## What this task involves
In the listing below, start your output at the line with "point: marina -- for" and end it after the line with "point: green hill", copying every line exactly.

## Given data

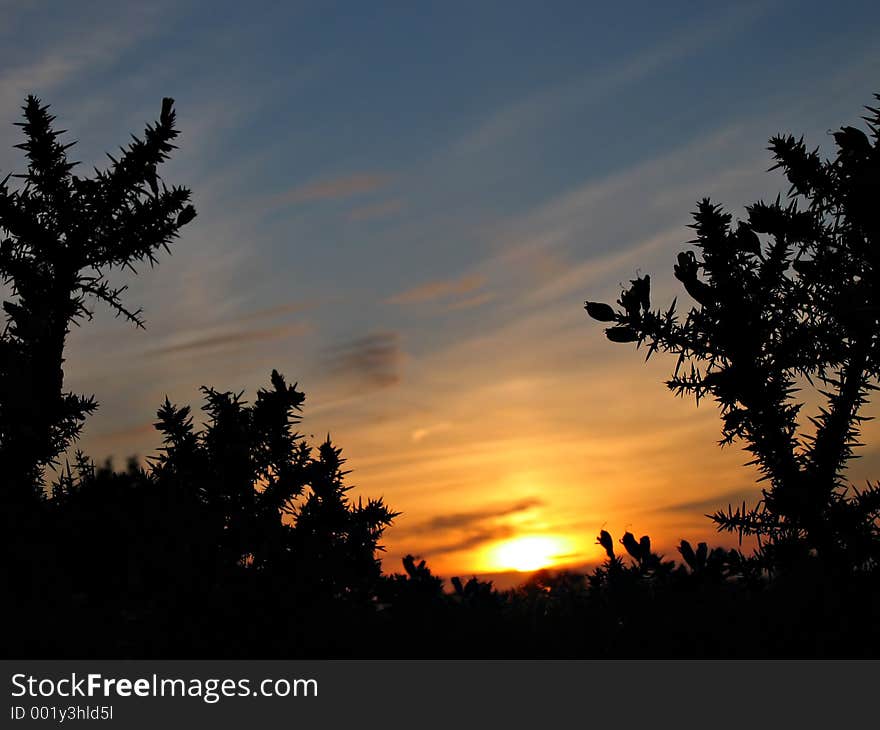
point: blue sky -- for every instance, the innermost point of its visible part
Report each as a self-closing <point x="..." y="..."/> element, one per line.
<point x="403" y="206"/>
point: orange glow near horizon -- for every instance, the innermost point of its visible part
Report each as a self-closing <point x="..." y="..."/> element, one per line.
<point x="527" y="553"/>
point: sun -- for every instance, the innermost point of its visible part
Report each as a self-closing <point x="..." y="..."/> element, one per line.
<point x="528" y="553"/>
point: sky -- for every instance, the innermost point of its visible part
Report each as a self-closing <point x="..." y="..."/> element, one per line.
<point x="403" y="206"/>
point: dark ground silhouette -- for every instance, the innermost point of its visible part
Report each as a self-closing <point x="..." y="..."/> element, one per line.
<point x="238" y="539"/>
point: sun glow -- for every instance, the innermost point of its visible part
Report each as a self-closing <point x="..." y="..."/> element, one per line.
<point x="528" y="553"/>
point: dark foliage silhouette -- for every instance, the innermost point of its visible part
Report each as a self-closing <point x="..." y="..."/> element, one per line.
<point x="785" y="300"/>
<point x="62" y="236"/>
<point x="239" y="539"/>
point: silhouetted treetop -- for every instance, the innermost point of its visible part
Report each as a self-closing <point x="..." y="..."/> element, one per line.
<point x="61" y="237"/>
<point x="789" y="296"/>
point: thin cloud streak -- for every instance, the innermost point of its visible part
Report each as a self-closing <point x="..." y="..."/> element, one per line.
<point x="233" y="339"/>
<point x="440" y="289"/>
<point x="338" y="188"/>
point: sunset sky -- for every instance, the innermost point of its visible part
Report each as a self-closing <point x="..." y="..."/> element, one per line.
<point x="403" y="206"/>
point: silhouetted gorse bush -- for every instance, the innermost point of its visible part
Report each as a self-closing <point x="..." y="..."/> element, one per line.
<point x="787" y="298"/>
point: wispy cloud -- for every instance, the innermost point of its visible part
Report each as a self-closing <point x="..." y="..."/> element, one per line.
<point x="232" y="339"/>
<point x="531" y="111"/>
<point x="421" y="433"/>
<point x="373" y="360"/>
<point x="337" y="188"/>
<point x="376" y="210"/>
<point x="439" y="289"/>
<point x="460" y="531"/>
<point x="464" y="520"/>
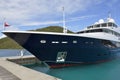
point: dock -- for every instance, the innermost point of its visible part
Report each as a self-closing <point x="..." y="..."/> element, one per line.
<point x="11" y="69"/>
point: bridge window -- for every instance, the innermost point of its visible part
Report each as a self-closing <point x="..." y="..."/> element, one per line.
<point x="110" y="24"/>
<point x="104" y="25"/>
<point x="55" y="42"/>
<point x="64" y="42"/>
<point x="43" y="41"/>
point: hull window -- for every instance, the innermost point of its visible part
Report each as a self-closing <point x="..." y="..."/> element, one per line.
<point x="74" y="41"/>
<point x="43" y="41"/>
<point x="64" y="42"/>
<point x="61" y="56"/>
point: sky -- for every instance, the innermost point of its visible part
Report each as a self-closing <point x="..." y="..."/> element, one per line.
<point x="33" y="14"/>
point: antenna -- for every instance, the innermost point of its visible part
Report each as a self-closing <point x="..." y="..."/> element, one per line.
<point x="64" y="26"/>
<point x="109" y="14"/>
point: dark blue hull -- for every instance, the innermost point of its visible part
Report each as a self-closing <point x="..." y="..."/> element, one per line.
<point x="66" y="50"/>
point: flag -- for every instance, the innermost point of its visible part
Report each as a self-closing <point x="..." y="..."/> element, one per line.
<point x="6" y="24"/>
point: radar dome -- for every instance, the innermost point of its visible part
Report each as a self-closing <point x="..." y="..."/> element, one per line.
<point x="101" y="21"/>
<point x="111" y="20"/>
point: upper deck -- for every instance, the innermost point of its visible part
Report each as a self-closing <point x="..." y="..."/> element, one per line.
<point x="107" y="24"/>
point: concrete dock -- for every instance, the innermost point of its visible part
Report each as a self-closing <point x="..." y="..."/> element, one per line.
<point x="12" y="71"/>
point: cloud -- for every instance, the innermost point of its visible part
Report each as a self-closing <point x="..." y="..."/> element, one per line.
<point x="22" y="11"/>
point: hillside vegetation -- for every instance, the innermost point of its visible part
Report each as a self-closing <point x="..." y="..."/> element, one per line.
<point x="7" y="43"/>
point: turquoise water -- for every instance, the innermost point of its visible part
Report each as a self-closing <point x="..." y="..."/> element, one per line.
<point x="102" y="71"/>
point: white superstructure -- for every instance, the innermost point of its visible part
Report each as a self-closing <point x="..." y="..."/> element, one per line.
<point x="107" y="30"/>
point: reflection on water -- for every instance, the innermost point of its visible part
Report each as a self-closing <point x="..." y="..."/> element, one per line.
<point x="12" y="52"/>
<point x="102" y="71"/>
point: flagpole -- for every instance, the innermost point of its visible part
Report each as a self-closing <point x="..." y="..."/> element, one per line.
<point x="64" y="26"/>
<point x="4" y="24"/>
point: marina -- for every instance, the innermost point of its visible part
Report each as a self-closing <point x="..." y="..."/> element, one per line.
<point x="11" y="69"/>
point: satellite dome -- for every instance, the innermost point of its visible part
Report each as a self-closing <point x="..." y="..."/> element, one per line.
<point x="101" y="21"/>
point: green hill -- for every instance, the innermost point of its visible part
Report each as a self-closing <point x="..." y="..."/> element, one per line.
<point x="7" y="43"/>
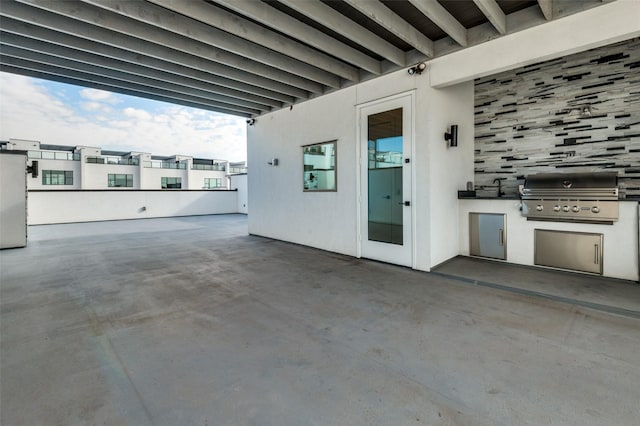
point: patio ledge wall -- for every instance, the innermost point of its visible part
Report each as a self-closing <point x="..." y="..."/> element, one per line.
<point x="47" y="207"/>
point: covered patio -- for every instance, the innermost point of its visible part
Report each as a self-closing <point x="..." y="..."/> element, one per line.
<point x="191" y="321"/>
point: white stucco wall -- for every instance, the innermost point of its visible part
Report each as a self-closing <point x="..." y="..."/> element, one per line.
<point x="281" y="210"/>
<point x="89" y="206"/>
<point x="328" y="220"/>
<point x="239" y="183"/>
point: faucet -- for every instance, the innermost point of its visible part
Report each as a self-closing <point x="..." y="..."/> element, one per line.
<point x="499" y="180"/>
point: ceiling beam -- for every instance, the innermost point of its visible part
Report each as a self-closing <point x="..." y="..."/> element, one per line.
<point x="118" y="24"/>
<point x="334" y="20"/>
<point x="280" y="21"/>
<point x="443" y="19"/>
<point x="378" y="12"/>
<point x="34" y="69"/>
<point x="74" y="34"/>
<point x="64" y="57"/>
<point x="233" y="24"/>
<point x="547" y="8"/>
<point x="166" y="20"/>
<point x="20" y="34"/>
<point x="25" y="58"/>
<point x="494" y="13"/>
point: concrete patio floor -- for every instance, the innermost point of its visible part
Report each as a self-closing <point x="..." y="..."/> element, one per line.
<point x="189" y="321"/>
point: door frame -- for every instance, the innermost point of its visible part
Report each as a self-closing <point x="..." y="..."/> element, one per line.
<point x="410" y="96"/>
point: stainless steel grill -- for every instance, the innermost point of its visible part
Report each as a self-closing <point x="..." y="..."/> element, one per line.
<point x="571" y="197"/>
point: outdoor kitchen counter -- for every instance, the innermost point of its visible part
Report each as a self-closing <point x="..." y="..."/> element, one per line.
<point x="620" y="248"/>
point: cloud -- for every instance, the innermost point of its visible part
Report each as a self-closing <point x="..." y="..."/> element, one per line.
<point x="97" y="95"/>
<point x="138" y="114"/>
<point x="54" y="113"/>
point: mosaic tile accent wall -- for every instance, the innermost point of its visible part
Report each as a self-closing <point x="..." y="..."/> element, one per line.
<point x="578" y="113"/>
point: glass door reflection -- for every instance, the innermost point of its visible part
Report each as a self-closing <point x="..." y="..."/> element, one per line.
<point x="385" y="221"/>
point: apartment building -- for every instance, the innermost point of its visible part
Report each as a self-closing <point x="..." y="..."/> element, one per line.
<point x="85" y="167"/>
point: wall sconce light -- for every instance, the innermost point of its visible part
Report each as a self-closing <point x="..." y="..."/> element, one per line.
<point x="417" y="69"/>
<point x="452" y="136"/>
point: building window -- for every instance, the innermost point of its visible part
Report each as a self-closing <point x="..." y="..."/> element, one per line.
<point x="57" y="177"/>
<point x="120" y="181"/>
<point x="210" y="183"/>
<point x="319" y="167"/>
<point x="171" y="183"/>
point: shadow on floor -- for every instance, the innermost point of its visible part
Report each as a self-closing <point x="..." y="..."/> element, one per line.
<point x="615" y="296"/>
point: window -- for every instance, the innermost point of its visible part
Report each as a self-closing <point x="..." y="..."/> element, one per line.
<point x="120" y="181"/>
<point x="171" y="183"/>
<point x="210" y="183"/>
<point x="57" y="177"/>
<point x="319" y="167"/>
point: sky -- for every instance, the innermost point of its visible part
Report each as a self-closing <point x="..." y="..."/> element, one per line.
<point x="64" y="114"/>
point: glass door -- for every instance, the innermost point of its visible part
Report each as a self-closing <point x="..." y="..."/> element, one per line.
<point x="385" y="146"/>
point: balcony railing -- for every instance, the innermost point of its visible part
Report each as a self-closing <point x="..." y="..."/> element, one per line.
<point x="218" y="167"/>
<point x="153" y="164"/>
<point x="113" y="160"/>
<point x="53" y="155"/>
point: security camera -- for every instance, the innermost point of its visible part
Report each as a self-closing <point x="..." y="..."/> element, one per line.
<point x="417" y="69"/>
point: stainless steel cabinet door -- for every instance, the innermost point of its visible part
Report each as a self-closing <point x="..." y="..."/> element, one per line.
<point x="487" y="235"/>
<point x="578" y="251"/>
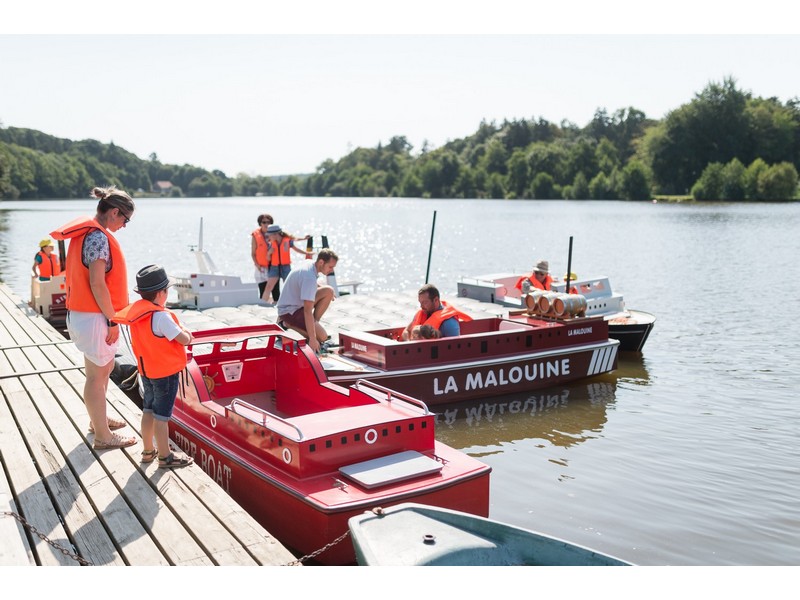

## Completed task
point: marina -- for every instance, the innermost point of its visible part
Report each as a self-closing <point x="..." y="..."/> element, one per line.
<point x="11" y="69"/>
point: satellite dome -- for every instance, the innermost point of its visible part
Report each as a self-closing <point x="..." y="..."/> element, one per line.
<point x="101" y="21"/>
point: green hill -- for every instance, the innermost point of its visible part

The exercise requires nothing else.